#### [Given request 1]
In the records below, rewrite the lines from the one containing "like [(716, 489)]." up to and including the one containing "[(676, 235)]", keeping the requests and adding 6 to every coordinate in the answers. Leave the pictures out.

#### [Source excerpt]
Originally a drummer, Murray formed his first band with school friends in 1967 (Slap Happy and the Dum-Dums) and his musical tastes were heavily influenced by the mid-1960s 'blues boom' bands and musicians, especially Jeff Beck, Eric Clapton and Jack Bruce, and later by Motown legend James Jamerson and Tim Bogert of Vanilla Fudge, Cactus and Beck, Bogert & Appice. Murray moved to bass shortly before studying graphic design at the London College of Printing.
During 1973, Neil briefly played in Gilgamesh, a jazz-fusion band led by Alan Gowen. After his departure from Gilgamesh, Murray toured the USA with Junior Hanson, following a recommendation from Jeff Beck’s bass player Clive Chaman. Hanson later became a member of Bob Marley & The Wailers under the name Junior Marvin. Neil spent early 1974 supporting the album he recorded with them, Magic Dragon.

#### [Input rows]
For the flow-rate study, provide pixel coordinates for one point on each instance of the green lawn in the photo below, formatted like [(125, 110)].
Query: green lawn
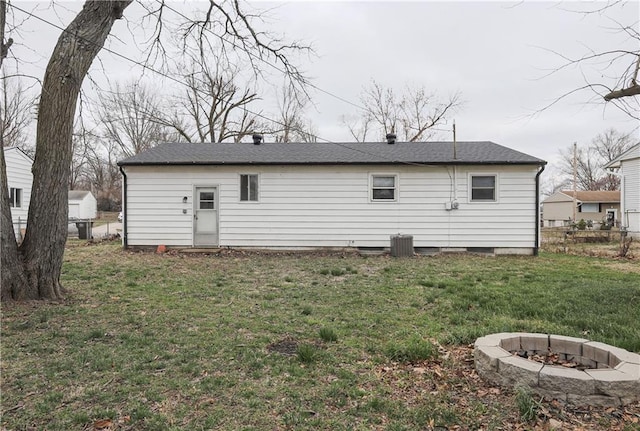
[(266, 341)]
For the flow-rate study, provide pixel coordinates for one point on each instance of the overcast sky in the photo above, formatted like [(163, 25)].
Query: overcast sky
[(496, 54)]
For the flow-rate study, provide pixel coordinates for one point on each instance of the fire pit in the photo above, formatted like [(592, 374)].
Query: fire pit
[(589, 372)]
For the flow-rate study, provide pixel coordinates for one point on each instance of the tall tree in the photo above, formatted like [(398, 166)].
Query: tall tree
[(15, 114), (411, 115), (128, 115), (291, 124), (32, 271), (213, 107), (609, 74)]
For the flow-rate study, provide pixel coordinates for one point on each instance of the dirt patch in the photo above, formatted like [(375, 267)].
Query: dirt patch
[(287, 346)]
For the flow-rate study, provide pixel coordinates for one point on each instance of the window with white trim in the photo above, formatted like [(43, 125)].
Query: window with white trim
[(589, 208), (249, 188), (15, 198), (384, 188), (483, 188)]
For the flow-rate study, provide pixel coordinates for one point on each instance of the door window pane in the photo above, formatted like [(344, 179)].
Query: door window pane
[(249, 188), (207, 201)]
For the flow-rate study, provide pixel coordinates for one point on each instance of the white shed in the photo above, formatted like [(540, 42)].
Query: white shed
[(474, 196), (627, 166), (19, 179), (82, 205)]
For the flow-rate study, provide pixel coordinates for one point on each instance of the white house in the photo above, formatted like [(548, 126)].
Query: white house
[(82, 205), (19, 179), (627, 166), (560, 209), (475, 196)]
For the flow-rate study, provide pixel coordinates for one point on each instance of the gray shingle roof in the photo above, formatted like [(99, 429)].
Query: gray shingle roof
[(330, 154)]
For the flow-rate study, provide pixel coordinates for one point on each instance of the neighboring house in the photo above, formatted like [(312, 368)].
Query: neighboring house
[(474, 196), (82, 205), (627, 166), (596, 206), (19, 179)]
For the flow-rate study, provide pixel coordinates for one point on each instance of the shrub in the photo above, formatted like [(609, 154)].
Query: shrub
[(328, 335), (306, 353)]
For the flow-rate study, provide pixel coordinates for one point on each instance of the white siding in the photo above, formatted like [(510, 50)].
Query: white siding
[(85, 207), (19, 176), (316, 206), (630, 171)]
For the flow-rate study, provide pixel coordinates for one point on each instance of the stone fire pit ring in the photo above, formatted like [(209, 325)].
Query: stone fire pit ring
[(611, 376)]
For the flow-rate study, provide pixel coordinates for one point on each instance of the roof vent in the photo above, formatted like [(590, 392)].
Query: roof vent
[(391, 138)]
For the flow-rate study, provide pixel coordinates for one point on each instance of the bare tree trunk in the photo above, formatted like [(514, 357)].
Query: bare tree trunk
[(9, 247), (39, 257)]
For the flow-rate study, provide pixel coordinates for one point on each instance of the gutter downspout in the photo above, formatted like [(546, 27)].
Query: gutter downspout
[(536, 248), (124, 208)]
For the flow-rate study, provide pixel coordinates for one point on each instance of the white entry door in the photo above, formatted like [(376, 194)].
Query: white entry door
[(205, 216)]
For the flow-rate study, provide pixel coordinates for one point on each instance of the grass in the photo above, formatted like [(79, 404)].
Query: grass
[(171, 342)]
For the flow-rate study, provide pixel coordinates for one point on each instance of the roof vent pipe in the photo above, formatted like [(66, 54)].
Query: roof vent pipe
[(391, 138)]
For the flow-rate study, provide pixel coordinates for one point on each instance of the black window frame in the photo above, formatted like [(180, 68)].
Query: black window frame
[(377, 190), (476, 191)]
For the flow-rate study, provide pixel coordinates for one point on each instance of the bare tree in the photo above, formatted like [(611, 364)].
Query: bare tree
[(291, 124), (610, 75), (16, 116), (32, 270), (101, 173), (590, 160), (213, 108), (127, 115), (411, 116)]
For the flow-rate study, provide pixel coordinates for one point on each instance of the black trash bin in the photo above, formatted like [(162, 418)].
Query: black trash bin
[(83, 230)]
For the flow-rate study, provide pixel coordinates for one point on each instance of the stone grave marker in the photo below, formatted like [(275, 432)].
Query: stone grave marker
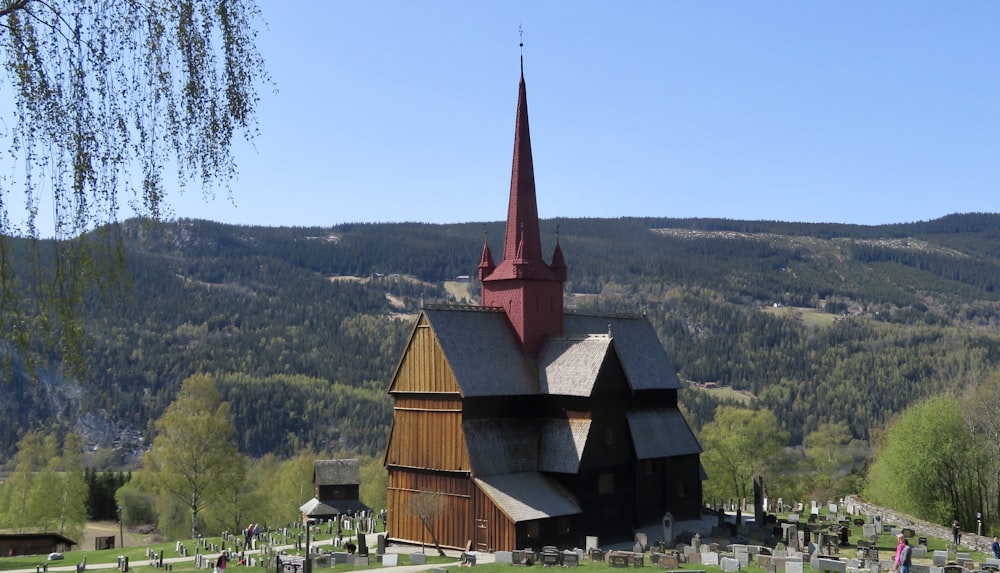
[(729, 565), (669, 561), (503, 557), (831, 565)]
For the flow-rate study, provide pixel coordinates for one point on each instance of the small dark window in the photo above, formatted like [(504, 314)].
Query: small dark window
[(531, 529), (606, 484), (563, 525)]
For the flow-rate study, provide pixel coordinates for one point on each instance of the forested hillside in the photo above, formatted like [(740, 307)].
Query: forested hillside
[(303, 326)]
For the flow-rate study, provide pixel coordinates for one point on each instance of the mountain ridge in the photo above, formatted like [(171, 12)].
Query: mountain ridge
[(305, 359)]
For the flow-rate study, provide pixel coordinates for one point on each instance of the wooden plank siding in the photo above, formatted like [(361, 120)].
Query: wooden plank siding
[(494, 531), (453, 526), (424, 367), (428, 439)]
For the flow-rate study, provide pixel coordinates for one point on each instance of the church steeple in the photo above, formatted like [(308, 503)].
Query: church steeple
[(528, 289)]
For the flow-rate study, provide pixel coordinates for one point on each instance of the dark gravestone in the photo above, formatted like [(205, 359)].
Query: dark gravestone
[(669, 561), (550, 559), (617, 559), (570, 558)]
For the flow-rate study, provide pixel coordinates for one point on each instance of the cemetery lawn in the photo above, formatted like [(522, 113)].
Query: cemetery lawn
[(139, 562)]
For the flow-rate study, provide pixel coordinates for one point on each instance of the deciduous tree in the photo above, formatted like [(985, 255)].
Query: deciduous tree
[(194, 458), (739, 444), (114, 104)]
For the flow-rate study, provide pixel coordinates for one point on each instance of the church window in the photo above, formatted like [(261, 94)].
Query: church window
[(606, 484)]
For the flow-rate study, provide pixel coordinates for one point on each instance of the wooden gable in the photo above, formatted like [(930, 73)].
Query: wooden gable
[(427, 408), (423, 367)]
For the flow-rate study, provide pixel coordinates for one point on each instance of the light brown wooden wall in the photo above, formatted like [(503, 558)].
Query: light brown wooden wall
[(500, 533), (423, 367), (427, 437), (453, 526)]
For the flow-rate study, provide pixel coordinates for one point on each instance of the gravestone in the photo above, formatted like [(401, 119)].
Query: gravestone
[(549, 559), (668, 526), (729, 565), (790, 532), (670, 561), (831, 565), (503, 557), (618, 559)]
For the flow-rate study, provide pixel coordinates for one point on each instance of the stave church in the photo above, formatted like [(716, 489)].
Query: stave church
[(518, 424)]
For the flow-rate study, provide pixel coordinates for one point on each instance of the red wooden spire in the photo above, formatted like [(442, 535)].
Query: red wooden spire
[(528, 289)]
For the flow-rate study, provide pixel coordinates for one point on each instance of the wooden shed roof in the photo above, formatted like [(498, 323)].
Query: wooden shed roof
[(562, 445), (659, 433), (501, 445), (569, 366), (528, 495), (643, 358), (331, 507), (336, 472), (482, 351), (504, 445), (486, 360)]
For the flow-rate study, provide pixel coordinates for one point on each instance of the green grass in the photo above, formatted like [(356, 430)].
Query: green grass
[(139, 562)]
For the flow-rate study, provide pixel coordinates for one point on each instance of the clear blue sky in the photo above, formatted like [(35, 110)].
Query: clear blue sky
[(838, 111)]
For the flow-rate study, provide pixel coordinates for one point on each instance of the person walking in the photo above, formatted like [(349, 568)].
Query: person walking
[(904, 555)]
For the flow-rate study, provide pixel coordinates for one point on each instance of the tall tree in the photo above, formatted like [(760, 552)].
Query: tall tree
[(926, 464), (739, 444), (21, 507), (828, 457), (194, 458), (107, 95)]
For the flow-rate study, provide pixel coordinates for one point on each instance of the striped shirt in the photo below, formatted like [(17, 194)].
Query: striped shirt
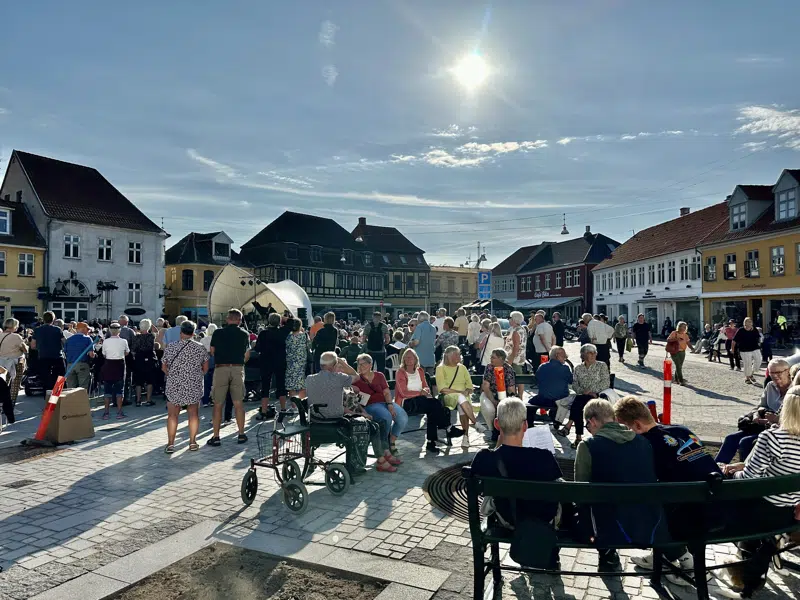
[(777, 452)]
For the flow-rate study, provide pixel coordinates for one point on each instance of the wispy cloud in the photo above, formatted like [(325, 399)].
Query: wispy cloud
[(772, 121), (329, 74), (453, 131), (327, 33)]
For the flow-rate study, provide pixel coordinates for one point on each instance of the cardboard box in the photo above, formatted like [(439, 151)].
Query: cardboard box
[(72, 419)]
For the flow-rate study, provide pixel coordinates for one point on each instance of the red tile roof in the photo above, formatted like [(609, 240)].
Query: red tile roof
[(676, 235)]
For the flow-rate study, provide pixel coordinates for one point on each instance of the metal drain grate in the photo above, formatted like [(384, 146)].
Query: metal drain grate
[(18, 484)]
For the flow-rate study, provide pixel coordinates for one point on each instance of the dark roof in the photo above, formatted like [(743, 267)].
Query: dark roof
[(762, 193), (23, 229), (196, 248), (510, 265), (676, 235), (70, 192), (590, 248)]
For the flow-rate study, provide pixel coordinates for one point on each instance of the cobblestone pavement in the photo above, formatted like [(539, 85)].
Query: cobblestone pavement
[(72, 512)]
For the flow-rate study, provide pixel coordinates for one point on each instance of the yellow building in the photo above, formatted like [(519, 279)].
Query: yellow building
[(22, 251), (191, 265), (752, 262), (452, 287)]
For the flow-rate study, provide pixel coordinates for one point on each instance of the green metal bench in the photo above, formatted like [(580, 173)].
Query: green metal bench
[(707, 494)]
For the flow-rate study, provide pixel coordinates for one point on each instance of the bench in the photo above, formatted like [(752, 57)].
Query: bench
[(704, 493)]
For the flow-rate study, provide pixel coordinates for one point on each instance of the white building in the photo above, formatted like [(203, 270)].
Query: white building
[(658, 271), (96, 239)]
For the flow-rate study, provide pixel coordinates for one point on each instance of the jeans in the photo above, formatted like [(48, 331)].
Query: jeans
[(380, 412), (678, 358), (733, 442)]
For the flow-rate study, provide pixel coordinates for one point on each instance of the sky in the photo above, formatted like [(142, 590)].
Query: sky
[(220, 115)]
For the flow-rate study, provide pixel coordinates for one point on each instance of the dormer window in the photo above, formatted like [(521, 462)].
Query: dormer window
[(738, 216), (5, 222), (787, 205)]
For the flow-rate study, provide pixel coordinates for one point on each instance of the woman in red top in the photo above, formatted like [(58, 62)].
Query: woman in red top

#### [Given request 2]
Continue the passage on Neil Murray's early music career from the point where it stops.

#### [Task answer 1]
For the flow-rate study, provide pixel coordinates for one point on each instance of the stave church in the photo above, formatted like [(716, 489)].
Query: stave church
[(524, 430)]
For the flow-rate study, provide pixel coordinates for one point on each instance of the red wooden spire in the photo above, formatted like [(442, 535)].
Query: red wooden spire
[(534, 295)]
For the flow-rate study, provide pixel coordinates for one point on each instance of the wooden shed roof in the photo above, formatted like [(498, 323)].
Query: wooden shed roof
[(568, 451), (665, 439), (507, 451), (575, 372), (534, 501), (649, 364), (337, 513), (342, 478), (488, 357), (510, 451), (492, 366)]
For the flow-rate study, provide pixel coordinates for one point on each instance of the green grass in the photo above, formatted like [(356, 430)].
Query: green grass
[(145, 568)]
For the flow-rate study, provide pixel coordinates for one point on each instance of the clear blue sky in the photo above, formatted like [(35, 110)].
Query: clear blue sky
[(844, 117)]
For the flow-rate study, provide pixel coordinates for one point on each instance of the person walking in the photo above, formatted like [(349, 568)].
Query: person walking
[(910, 561)]
For the flow-rate study, provide pixel coordinates for one point on each instance of the tall tree in the photo above, formatted like [(760, 552)].
Query: tall tree
[(932, 470), (745, 450), (27, 513), (834, 463), (200, 464), (113, 101)]
For the flow-rate study, provide pixel coordinates for one point on each instance of the striped shirt in the photo below, formatted like [(17, 194)].
Query: striped shirt
[(783, 458)]
For the flow-rate study, provide pixel coordinates for one point on each instance of the wispy cloud in the photo above, formatted like [(325, 399)].
Query: wispy cloud
[(778, 127), (335, 80), (459, 137), (333, 39)]
For the flow-rate study, provide pixel coordinates for one point on each instance of the cardboard box in the photo above, formatted like [(439, 151)].
Query: cardboard box
[(78, 425)]
For the flow-rate study, provide pixel coordinates for one point on each instance of the red tile roof in the photo above, formatted like [(609, 240)].
Query: red tile roof
[(682, 241)]

#### [Task answer 2]
Murray's next gig came again through a recommendation from Clive Chaman, touring with Cozy Powell's Hammer in 1974 and 1975. The line-up included Don Airey and Bernie Marsden.
After Cozy Powell decided to fold Hammer, Murray and Airey joined a revamped version of the British jazz rock band Colosseum, named Colosseum II. The band's leader, drummer Jon Hiseman, had evolved the band's sound by eliminating the saxophone in preference for a rockier sound courtesy of Gary Moore's guitar.
This line-up of the band lasted for one album only (Strange New Flesh, a title thought up by Murray). Strange New Flesh was a little less intellectual than most of the jazz rock coming out of the UK. It did not have the blackness of bands like Weather Report, but offered more accessible melodies and rock power than the more "intellectual" Canterbury fusion scene presented at the time. Following months of touring Europe and the UK, Murray and vocalist Mike Starrs were fired, due to pressure from the record label Bronze, who soon after dropped Colosseum II altogether.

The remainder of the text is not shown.